::: Listing

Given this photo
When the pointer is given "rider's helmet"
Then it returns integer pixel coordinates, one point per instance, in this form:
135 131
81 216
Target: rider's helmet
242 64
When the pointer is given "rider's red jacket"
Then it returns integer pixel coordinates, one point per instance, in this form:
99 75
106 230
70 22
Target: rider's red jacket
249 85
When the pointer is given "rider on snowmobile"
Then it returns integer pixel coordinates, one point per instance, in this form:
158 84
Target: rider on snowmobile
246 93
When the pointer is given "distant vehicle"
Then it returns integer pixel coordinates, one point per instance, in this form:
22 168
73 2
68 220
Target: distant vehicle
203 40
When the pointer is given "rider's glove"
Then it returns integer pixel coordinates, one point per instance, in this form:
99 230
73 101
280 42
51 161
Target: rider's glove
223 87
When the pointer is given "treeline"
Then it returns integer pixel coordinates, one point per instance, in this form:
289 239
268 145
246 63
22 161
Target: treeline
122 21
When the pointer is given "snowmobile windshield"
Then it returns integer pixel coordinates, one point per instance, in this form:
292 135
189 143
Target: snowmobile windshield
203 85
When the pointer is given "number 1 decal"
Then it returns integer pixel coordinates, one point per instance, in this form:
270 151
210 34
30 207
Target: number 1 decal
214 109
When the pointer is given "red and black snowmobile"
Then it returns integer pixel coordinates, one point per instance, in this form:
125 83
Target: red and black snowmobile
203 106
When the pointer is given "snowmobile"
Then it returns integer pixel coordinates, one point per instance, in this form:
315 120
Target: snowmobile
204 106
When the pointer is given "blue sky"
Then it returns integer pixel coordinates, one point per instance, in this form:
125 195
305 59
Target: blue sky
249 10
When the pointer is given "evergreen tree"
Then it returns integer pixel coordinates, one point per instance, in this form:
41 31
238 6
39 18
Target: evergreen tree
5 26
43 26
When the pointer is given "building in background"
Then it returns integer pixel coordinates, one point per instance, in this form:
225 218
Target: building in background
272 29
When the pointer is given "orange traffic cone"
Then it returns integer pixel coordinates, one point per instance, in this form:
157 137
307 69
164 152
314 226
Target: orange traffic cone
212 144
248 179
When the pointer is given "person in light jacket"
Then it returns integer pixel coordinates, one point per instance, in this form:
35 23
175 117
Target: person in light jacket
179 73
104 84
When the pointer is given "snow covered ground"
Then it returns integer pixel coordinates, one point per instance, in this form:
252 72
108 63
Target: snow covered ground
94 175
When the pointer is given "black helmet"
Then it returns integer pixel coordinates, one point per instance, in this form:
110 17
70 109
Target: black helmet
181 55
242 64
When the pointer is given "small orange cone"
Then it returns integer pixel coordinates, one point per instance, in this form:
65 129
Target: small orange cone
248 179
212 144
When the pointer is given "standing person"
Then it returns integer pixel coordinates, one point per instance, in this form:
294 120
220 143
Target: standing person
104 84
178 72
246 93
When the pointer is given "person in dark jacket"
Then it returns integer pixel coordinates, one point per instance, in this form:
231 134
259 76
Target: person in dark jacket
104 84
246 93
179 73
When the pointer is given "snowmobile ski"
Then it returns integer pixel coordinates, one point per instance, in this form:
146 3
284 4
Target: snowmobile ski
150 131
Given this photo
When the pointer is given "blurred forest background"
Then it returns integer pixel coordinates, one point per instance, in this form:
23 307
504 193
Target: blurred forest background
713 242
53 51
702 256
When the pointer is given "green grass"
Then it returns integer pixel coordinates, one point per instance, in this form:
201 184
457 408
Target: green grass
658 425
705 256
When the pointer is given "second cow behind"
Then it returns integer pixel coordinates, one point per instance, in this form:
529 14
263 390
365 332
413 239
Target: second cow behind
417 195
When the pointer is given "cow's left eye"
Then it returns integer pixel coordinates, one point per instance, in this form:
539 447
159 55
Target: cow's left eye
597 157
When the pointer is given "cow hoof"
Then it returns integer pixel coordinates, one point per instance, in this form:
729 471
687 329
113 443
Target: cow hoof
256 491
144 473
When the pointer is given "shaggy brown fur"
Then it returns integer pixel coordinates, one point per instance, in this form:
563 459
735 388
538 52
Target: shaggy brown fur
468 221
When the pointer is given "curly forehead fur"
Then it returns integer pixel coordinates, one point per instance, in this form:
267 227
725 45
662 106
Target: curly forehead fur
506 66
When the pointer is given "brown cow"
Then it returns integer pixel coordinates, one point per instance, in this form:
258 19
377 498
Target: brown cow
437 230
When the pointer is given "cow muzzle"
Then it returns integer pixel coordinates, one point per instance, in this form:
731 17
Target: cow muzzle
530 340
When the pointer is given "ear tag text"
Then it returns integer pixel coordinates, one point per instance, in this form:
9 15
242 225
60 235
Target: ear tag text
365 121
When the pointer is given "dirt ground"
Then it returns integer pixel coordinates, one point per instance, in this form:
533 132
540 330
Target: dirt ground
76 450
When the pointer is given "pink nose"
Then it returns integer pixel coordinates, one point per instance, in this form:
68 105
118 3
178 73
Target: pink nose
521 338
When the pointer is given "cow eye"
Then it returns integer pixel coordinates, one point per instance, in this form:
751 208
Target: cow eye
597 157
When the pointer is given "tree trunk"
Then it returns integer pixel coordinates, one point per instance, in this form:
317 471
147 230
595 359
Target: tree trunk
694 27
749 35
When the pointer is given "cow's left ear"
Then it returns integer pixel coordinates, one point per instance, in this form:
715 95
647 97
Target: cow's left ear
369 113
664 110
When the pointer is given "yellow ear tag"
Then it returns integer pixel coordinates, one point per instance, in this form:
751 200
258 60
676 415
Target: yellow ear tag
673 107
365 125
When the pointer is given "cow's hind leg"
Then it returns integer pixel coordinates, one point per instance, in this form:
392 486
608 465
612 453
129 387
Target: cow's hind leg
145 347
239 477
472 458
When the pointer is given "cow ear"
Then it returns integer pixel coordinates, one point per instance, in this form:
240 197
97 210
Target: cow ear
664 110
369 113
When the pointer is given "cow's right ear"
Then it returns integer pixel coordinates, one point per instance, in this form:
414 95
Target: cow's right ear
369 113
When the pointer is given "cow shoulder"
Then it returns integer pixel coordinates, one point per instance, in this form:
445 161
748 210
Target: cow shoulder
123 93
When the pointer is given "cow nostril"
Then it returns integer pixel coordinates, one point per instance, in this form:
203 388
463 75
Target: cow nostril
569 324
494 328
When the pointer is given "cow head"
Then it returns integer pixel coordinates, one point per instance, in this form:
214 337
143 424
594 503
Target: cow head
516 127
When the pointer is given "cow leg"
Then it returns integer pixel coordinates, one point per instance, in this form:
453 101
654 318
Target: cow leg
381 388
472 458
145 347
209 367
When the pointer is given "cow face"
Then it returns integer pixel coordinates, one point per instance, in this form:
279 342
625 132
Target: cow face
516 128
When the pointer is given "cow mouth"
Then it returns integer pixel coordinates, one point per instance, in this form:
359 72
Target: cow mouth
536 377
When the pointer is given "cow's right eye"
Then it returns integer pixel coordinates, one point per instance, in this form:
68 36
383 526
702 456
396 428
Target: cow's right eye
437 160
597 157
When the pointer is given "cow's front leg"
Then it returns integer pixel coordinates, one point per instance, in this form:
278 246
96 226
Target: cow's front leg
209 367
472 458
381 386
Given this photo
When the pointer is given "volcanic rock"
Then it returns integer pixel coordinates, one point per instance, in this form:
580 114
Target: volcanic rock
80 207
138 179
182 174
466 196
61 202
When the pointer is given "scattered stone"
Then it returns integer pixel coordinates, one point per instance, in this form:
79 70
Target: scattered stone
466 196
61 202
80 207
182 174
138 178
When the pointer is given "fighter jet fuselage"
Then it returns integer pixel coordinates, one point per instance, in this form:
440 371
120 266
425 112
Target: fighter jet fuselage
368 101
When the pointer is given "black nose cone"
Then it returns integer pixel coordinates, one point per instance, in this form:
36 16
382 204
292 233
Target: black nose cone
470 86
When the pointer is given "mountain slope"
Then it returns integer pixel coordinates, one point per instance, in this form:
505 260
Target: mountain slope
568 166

::::::

▶ Work to be completed: Please report every line above that contains the word "distant", copying each one in full.

▶ Exercise result:
When the pointer is given "distant vehicle"
Target: distant vehicle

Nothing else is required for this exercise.